**REQUIRED ACTION:**
In the records below, some lines hold the word "plate". Copy each of those lines.

**SUPPLIED MATERIAL:**
#####
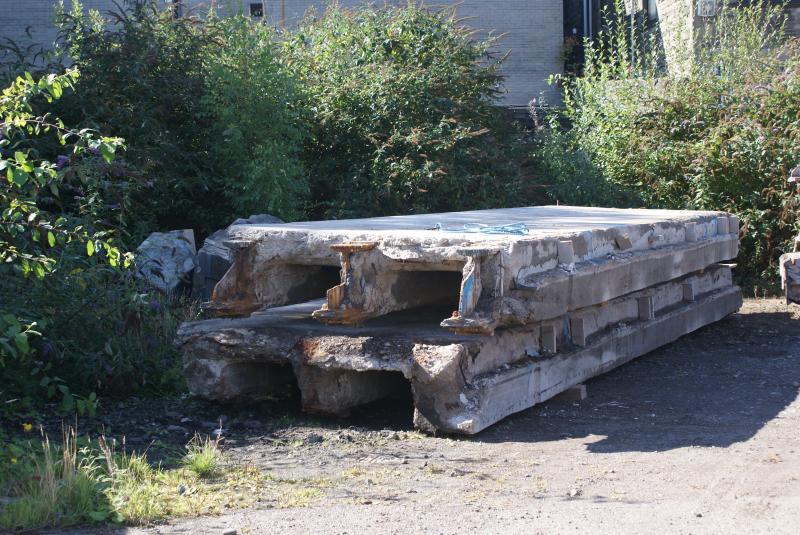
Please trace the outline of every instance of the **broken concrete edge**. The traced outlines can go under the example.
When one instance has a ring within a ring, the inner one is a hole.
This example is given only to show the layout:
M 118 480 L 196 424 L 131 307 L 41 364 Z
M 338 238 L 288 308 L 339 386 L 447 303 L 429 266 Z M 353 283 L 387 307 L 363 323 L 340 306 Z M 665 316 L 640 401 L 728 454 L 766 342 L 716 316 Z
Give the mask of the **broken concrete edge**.
M 442 326 L 456 332 L 471 332 L 473 325 L 480 324 L 489 332 L 501 326 L 543 321 L 686 276 L 737 254 L 738 240 L 726 235 L 700 243 L 576 263 L 570 269 L 555 268 L 516 279 L 502 292 L 502 297 L 485 297 L 475 307 L 472 317 L 448 318 Z
M 238 225 L 280 225 L 283 221 L 269 214 L 254 214 L 236 219 L 227 228 L 210 234 L 203 240 L 203 246 L 195 256 L 195 270 L 192 274 L 192 297 L 209 301 L 214 286 L 230 269 L 233 254 L 225 242 L 230 240 L 230 230 Z
M 494 336 L 452 334 L 435 325 L 400 325 L 391 319 L 385 326 L 364 328 L 331 327 L 307 319 L 305 311 L 313 302 L 269 309 L 249 318 L 211 319 L 181 324 L 176 342 L 182 350 L 192 347 L 195 357 L 242 358 L 288 362 L 298 357 L 317 366 L 357 370 L 395 370 L 407 374 L 417 346 L 493 347 L 509 337 L 527 336 L 524 347 L 505 346 L 510 353 L 555 353 L 570 346 L 584 346 L 592 338 L 614 325 L 643 318 L 642 301 L 652 307 L 652 316 L 662 314 L 685 300 L 684 286 L 691 284 L 697 295 L 732 285 L 729 266 L 716 265 L 702 273 L 687 275 L 646 290 L 611 301 L 585 307 L 568 315 L 528 325 L 497 331 Z M 549 336 L 548 336 L 549 333 Z M 535 341 L 532 345 L 530 341 Z M 375 358 L 373 358 L 375 357 Z M 476 361 L 470 370 L 480 372 L 484 361 Z M 502 364 L 502 363 L 500 363 Z

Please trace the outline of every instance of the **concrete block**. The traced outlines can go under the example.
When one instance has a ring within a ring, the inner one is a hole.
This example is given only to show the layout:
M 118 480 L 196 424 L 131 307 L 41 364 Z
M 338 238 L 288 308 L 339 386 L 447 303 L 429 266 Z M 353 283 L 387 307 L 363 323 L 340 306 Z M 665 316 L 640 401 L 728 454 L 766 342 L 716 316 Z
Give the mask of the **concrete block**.
M 586 345 L 586 320 L 582 316 L 574 316 L 569 319 L 569 330 L 572 343 L 578 346 Z
M 717 234 L 725 235 L 729 232 L 728 229 L 728 216 L 720 216 L 717 218 Z
M 197 396 L 259 399 L 291 370 L 306 411 L 410 388 L 419 428 L 477 433 L 736 310 L 732 226 L 537 207 L 233 227 L 210 303 L 233 317 L 176 343 Z
M 561 240 L 558 242 L 558 263 L 572 264 L 575 261 L 575 252 L 572 240 Z
M 468 435 L 479 433 L 510 414 L 718 321 L 738 310 L 741 303 L 739 288 L 727 288 L 650 322 L 619 329 L 613 336 L 598 339 L 576 352 L 515 363 L 475 378 L 466 393 L 470 406 L 439 419 L 437 428 Z
M 277 386 L 258 370 L 279 365 L 284 372 L 294 370 L 305 410 L 342 415 L 410 384 L 421 428 L 471 434 L 733 312 L 741 292 L 730 284 L 729 273 L 720 266 L 691 276 L 700 289 L 693 302 L 682 301 L 684 283 L 674 281 L 646 290 L 648 295 L 634 293 L 581 310 L 568 323 L 573 341 L 582 346 L 558 346 L 560 329 L 553 321 L 494 336 L 442 331 L 419 314 L 362 328 L 326 325 L 308 317 L 318 302 L 249 318 L 186 323 L 177 344 L 190 391 L 208 399 L 269 395 Z M 635 321 L 643 298 L 662 312 Z M 532 347 L 556 351 L 531 358 Z M 246 384 L 208 372 L 241 363 L 238 377 Z
M 697 225 L 686 223 L 686 241 L 694 243 L 697 241 Z
M 633 243 L 631 243 L 631 239 L 627 235 L 617 236 L 616 238 L 614 238 L 614 243 L 616 243 L 617 248 L 620 251 L 627 251 L 628 249 L 633 247 Z
M 553 396 L 553 401 L 565 401 L 565 402 L 574 402 L 574 401 L 583 401 L 586 399 L 586 385 L 581 383 L 579 385 L 571 386 L 561 392 L 560 394 L 556 394 Z
M 244 246 L 207 308 L 242 316 L 327 295 L 316 319 L 360 325 L 447 303 L 457 313 L 443 327 L 491 334 L 734 258 L 738 242 L 716 234 L 720 218 L 727 214 L 546 206 L 234 226 L 231 242 Z M 524 233 L 484 232 L 509 224 Z
M 739 216 L 728 216 L 728 230 L 731 234 L 736 234 L 737 236 L 739 235 Z
M 554 325 L 542 325 L 541 330 L 542 352 L 555 353 L 557 351 L 558 339 L 556 337 L 556 328 Z
M 656 317 L 655 309 L 653 308 L 653 296 L 639 297 L 636 301 L 640 320 L 651 320 Z
M 694 301 L 695 291 L 694 291 L 694 284 L 691 282 L 685 282 L 682 285 L 683 288 L 683 300 L 684 301 Z
M 786 296 L 786 304 L 800 304 L 800 253 L 781 255 L 778 265 L 781 271 L 781 288 Z

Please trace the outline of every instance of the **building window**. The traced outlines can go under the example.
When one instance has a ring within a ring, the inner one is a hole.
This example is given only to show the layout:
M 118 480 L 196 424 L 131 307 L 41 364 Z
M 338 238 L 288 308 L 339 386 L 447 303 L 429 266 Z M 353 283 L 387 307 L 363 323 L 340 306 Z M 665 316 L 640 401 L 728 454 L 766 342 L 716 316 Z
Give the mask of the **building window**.
M 717 14 L 717 0 L 697 0 L 697 16 L 713 17 Z
M 264 16 L 264 4 L 262 2 L 250 4 L 250 16 L 254 19 L 262 18 Z
M 172 10 L 172 15 L 177 18 L 183 15 L 183 6 L 181 0 L 166 0 L 167 5 Z

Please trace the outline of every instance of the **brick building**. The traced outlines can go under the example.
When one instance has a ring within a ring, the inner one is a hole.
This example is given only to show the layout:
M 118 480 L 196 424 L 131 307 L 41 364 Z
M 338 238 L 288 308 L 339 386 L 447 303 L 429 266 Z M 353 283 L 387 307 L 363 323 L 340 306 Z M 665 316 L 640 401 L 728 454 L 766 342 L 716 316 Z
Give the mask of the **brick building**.
M 388 0 L 403 5 L 407 0 Z M 65 4 L 69 5 L 69 0 Z M 112 0 L 83 0 L 87 9 L 106 13 L 114 9 Z M 169 4 L 170 0 L 159 0 Z M 216 0 L 217 9 L 241 6 L 245 13 L 276 26 L 291 27 L 311 7 L 324 10 L 328 0 Z M 363 4 L 364 0 L 339 0 L 342 6 Z M 374 2 L 382 4 L 383 0 Z M 202 10 L 209 0 L 182 0 L 183 13 Z M 505 63 L 507 77 L 504 104 L 527 106 L 541 93 L 549 101 L 558 101 L 558 93 L 547 84 L 547 78 L 563 69 L 563 1 L 562 0 L 436 0 L 431 5 L 457 4 L 456 15 L 478 31 L 504 34 L 499 52 L 510 52 Z M 0 0 L 0 37 L 27 41 L 26 28 L 35 42 L 52 43 L 56 38 L 53 27 L 53 0 Z M 207 8 L 206 8 L 207 9 Z M 29 42 L 29 41 L 28 41 Z

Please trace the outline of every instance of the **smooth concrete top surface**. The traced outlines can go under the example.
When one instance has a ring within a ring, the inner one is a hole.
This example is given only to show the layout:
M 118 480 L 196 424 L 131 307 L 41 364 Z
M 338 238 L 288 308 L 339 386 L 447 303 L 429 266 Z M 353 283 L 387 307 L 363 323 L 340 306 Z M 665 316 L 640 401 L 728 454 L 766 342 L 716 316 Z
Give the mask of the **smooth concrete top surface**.
M 523 223 L 528 236 L 547 236 L 612 227 L 647 225 L 668 221 L 689 222 L 698 218 L 722 215 L 722 212 L 690 210 L 647 210 L 632 208 L 587 208 L 580 206 L 534 206 L 446 212 L 365 219 L 340 219 L 304 221 L 285 224 L 247 225 L 252 231 L 308 231 L 308 232 L 376 232 L 405 236 L 480 235 L 483 239 L 509 238 L 513 233 L 483 234 L 465 232 L 464 225 L 512 225 Z M 444 231 L 437 228 L 441 226 Z

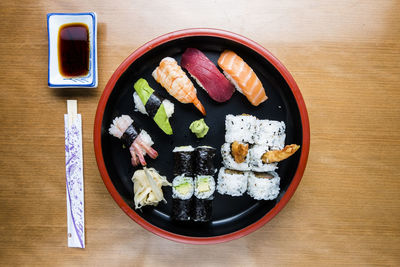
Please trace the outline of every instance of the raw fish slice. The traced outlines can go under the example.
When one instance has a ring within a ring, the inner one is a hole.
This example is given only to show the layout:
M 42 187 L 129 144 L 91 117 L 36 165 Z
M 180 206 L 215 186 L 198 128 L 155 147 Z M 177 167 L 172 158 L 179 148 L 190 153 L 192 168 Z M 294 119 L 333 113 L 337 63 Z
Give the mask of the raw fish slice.
M 160 65 L 153 71 L 153 78 L 164 87 L 170 95 L 181 103 L 193 103 L 203 115 L 206 111 L 196 95 L 196 88 L 186 76 L 175 59 L 163 58 Z
M 264 87 L 252 68 L 230 50 L 225 50 L 218 59 L 218 65 L 225 76 L 244 94 L 253 106 L 258 106 L 268 99 Z
M 218 68 L 196 48 L 188 48 L 182 55 L 181 65 L 196 82 L 217 102 L 228 101 L 235 88 Z

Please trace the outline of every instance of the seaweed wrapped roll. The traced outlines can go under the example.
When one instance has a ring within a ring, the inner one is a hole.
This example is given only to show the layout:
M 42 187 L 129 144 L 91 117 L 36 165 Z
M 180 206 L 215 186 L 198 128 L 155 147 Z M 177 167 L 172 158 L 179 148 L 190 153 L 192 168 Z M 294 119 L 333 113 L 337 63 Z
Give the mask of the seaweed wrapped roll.
M 189 221 L 194 192 L 193 179 L 184 175 L 177 176 L 172 181 L 172 219 Z
M 214 175 L 214 156 L 215 148 L 210 146 L 199 146 L 195 150 L 196 174 Z
M 174 154 L 174 175 L 193 177 L 194 175 L 194 148 L 192 146 L 179 146 L 172 150 Z
M 208 222 L 212 217 L 212 200 L 193 198 L 192 220 Z
M 194 180 L 194 195 L 200 199 L 213 199 L 215 181 L 211 175 L 198 175 Z

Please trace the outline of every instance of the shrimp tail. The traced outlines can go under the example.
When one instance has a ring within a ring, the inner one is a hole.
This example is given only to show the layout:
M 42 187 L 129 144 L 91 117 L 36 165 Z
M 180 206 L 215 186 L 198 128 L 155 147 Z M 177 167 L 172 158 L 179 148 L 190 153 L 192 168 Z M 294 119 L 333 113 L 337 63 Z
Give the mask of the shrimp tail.
M 193 101 L 193 105 L 200 110 L 201 114 L 203 114 L 204 116 L 206 115 L 206 110 L 203 107 L 203 105 L 201 104 L 200 100 L 196 97 Z

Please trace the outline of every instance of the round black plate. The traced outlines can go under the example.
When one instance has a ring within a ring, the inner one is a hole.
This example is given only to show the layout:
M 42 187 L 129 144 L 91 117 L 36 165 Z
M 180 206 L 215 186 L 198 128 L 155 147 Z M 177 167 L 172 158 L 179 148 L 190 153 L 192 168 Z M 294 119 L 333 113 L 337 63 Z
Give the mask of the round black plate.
#####
**ANSWER BOX:**
Please trace the outline of every instance of the round black plate. The traced outlines can go under the example.
Give the mask of the round black plate.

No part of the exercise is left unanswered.